→ **Given entries**:
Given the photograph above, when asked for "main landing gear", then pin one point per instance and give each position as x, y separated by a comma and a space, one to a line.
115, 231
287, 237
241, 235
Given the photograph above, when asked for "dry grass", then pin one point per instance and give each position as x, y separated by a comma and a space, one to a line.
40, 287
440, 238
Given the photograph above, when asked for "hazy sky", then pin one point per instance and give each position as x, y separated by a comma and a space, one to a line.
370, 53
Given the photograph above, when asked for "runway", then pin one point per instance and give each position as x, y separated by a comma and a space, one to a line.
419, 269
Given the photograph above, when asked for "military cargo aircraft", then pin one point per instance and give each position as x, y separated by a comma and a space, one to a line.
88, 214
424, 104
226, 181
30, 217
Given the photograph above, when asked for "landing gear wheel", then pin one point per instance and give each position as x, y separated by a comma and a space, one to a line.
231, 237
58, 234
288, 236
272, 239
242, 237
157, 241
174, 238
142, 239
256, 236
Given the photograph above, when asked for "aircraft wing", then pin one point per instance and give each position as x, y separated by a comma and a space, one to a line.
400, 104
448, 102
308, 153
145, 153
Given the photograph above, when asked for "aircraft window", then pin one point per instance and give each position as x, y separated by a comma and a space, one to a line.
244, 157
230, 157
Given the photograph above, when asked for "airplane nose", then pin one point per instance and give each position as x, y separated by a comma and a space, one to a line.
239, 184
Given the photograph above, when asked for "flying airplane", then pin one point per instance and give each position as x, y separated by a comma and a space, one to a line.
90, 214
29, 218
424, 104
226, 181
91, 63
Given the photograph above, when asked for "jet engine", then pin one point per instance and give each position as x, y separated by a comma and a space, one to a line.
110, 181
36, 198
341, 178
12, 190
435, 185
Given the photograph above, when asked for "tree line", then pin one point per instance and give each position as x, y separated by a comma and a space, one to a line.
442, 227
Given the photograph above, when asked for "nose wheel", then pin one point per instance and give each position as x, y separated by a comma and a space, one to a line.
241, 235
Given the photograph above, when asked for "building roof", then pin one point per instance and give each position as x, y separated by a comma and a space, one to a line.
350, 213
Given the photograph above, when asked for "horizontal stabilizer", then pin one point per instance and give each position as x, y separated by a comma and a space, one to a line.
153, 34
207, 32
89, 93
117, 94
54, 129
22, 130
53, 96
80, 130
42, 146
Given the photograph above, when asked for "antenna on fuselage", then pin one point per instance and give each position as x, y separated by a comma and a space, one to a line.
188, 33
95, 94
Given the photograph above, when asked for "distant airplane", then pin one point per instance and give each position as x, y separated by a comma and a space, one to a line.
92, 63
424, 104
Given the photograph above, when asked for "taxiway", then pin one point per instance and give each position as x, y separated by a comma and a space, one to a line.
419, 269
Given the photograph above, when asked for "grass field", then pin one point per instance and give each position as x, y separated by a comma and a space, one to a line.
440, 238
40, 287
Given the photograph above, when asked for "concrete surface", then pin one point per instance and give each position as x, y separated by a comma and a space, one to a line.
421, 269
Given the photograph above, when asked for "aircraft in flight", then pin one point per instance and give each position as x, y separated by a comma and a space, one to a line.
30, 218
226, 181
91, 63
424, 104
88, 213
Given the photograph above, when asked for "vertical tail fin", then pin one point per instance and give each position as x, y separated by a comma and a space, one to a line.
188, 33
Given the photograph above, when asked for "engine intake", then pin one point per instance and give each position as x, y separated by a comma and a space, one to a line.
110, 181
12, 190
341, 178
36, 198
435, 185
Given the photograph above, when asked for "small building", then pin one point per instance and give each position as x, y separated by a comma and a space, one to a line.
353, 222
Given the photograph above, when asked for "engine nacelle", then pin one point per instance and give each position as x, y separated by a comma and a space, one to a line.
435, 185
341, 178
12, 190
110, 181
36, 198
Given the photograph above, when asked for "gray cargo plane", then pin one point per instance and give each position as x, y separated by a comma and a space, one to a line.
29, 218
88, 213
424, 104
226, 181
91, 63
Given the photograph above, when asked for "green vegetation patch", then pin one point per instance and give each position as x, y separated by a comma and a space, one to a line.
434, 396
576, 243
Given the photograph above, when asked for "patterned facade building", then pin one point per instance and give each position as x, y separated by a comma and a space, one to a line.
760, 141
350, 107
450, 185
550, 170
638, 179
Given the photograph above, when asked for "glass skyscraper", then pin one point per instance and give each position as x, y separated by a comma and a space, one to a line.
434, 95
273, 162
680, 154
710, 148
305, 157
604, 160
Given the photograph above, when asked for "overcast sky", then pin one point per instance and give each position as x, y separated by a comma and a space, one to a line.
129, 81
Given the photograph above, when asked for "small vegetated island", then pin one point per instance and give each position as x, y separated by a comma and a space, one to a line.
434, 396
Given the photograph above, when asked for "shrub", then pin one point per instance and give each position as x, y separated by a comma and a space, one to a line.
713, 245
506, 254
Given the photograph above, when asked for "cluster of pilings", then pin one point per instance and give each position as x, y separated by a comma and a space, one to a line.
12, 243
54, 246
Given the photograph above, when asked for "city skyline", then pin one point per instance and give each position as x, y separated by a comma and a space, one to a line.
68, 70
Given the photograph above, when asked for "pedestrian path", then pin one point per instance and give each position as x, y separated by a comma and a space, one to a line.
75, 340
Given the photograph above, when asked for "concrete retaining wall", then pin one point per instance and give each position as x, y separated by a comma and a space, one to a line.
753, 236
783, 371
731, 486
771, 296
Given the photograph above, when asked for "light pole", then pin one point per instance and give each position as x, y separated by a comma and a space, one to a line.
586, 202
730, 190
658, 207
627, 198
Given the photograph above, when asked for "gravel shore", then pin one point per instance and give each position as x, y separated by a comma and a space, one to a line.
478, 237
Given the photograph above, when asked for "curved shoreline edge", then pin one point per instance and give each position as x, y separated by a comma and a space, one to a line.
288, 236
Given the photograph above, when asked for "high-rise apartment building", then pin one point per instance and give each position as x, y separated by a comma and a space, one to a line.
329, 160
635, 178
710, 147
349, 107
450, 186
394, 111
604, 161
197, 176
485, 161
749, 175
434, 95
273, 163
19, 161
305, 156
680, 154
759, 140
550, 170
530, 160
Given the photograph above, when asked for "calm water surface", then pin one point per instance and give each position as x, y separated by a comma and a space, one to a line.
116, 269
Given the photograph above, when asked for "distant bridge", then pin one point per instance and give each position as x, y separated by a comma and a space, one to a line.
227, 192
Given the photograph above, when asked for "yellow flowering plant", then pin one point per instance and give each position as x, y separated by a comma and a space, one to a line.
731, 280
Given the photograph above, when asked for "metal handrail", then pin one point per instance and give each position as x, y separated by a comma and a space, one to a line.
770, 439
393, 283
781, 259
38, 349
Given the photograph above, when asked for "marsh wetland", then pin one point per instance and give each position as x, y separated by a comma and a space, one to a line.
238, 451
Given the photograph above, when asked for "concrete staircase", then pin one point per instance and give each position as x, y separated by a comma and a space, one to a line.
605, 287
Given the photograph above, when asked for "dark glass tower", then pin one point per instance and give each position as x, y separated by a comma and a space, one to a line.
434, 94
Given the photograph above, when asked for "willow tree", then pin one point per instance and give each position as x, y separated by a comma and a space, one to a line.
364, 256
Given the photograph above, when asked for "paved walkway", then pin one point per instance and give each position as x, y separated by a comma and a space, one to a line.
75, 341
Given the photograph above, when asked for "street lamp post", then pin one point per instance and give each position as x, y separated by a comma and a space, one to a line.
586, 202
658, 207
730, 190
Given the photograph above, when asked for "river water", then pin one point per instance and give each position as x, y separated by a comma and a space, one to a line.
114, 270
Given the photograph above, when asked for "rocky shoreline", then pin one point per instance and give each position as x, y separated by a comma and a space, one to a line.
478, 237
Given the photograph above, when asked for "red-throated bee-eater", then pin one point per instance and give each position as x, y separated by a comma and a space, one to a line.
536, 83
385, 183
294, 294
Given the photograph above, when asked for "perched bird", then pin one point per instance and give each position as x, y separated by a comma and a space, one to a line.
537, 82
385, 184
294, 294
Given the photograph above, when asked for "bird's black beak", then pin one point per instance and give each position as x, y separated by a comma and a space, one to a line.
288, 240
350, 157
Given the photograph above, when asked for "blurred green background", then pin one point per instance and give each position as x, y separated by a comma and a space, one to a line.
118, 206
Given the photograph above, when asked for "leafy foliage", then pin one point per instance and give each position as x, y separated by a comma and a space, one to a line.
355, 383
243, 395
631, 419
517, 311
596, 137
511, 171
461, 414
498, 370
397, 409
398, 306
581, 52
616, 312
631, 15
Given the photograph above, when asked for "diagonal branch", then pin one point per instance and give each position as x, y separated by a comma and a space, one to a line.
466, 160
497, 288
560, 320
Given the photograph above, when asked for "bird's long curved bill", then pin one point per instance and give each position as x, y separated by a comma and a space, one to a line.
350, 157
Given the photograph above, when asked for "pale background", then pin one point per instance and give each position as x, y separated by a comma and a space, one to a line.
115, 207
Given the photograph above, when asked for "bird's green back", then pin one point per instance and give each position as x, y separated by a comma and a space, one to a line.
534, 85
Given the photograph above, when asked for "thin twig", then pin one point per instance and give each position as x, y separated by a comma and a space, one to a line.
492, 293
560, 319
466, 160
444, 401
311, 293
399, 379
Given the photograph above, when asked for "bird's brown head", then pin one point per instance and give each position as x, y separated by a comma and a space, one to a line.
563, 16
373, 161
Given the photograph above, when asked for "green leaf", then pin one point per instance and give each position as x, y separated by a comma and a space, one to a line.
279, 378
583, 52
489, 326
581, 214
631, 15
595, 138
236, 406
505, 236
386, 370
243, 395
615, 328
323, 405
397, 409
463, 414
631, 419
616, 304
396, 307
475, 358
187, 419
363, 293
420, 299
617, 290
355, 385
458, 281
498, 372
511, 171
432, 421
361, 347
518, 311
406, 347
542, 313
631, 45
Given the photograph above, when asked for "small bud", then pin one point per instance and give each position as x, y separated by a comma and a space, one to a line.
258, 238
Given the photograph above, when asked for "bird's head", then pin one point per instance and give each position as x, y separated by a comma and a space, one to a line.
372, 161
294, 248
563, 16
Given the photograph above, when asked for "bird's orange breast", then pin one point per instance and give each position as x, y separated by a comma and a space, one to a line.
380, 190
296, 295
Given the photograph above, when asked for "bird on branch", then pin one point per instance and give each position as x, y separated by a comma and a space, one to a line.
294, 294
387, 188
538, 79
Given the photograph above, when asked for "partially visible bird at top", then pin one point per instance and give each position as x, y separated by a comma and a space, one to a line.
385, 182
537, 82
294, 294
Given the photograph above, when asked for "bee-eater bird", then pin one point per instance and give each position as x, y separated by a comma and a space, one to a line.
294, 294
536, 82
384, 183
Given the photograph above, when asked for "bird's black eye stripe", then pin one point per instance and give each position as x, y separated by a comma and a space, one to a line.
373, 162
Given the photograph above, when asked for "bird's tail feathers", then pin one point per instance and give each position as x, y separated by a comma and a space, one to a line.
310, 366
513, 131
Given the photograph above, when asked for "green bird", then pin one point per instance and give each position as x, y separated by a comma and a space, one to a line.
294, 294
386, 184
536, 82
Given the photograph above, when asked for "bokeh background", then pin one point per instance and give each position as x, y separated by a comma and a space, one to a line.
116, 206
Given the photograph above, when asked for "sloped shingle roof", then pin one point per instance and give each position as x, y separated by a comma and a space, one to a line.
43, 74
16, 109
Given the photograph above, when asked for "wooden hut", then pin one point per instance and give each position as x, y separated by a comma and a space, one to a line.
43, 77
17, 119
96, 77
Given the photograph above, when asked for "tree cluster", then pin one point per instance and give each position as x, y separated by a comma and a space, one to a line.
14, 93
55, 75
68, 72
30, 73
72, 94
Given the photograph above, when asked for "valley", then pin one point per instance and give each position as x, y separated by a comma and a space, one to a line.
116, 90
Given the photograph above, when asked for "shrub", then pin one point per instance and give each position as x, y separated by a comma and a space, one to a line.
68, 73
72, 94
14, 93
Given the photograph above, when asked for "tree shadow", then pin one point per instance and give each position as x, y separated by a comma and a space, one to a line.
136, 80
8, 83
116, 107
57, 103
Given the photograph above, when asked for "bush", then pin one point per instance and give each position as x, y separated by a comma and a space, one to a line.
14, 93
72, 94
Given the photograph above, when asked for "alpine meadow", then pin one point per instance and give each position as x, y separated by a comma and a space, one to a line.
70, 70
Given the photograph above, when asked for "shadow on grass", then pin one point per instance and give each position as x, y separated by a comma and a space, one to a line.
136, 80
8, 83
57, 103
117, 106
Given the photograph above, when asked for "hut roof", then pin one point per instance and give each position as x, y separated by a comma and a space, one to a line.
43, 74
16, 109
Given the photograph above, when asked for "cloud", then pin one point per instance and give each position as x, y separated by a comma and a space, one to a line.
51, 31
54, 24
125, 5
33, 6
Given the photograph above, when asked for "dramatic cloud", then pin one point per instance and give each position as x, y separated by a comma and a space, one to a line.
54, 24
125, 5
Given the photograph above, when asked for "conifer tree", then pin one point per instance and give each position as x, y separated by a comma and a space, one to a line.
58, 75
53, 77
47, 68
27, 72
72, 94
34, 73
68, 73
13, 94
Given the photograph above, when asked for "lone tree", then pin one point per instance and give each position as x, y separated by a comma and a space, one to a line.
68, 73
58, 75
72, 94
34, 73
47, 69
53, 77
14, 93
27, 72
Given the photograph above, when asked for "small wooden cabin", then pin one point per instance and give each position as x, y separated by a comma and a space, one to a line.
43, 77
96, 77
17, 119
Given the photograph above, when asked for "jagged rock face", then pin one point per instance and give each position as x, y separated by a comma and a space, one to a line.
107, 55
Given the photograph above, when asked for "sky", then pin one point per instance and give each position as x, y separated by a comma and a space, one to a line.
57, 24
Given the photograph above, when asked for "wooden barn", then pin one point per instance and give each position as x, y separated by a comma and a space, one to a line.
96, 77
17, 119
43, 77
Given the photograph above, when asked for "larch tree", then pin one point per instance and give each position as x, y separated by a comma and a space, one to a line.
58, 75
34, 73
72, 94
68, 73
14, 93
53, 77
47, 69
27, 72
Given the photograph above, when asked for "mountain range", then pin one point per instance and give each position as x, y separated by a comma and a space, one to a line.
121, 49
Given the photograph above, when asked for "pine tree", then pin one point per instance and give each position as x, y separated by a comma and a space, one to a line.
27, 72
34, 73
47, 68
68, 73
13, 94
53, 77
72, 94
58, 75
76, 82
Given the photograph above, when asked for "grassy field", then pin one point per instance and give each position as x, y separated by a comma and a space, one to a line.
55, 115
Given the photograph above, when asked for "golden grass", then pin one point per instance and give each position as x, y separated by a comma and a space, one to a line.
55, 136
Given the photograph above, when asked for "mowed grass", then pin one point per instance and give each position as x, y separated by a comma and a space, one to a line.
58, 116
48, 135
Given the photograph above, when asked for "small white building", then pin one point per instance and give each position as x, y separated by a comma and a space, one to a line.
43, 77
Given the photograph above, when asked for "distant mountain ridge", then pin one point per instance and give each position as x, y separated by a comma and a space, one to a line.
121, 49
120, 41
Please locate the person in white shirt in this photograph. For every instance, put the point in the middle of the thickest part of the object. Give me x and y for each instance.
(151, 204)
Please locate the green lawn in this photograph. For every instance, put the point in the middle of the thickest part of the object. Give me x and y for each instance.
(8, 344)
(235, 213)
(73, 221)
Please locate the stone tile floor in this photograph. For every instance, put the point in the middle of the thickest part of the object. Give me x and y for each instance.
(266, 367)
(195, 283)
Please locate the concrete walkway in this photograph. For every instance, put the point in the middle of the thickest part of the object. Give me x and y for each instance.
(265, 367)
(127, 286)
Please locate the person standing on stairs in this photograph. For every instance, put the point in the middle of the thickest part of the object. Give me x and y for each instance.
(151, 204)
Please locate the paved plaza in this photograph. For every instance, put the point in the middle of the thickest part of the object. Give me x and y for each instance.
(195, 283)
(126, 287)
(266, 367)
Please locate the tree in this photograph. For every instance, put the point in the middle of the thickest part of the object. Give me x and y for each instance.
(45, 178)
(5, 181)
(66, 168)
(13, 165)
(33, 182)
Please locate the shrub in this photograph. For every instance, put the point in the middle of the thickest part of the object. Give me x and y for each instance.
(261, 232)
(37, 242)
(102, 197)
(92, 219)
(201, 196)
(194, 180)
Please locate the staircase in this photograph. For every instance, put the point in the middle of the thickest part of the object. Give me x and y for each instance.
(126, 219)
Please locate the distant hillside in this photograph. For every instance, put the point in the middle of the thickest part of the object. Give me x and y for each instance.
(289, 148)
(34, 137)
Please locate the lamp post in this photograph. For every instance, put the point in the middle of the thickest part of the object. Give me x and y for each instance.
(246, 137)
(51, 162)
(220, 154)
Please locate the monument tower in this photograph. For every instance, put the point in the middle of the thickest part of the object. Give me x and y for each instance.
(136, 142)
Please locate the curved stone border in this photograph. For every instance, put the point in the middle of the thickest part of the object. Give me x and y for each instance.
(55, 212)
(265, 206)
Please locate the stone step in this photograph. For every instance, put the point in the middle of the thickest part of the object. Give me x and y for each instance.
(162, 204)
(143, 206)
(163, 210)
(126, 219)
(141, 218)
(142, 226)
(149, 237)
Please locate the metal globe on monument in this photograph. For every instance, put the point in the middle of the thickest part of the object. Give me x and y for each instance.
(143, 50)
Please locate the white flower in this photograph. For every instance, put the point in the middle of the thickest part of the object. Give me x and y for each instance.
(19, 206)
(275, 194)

→ **About this task**:
Starting at the line in the records above that contains "Please locate the metal", output every line up to and including the last one, with nothing added.

→ **Written response**:
Please locate the metal globe on monument in this photograph. For every instance, put the point in the middle of the thickest part of the object. Give me x and y for each instance.
(143, 50)
Please locate the white flower in this photograph. For every instance, put the point in the middle of the thickest part of the object. Give me x and y for each instance.
(19, 206)
(275, 194)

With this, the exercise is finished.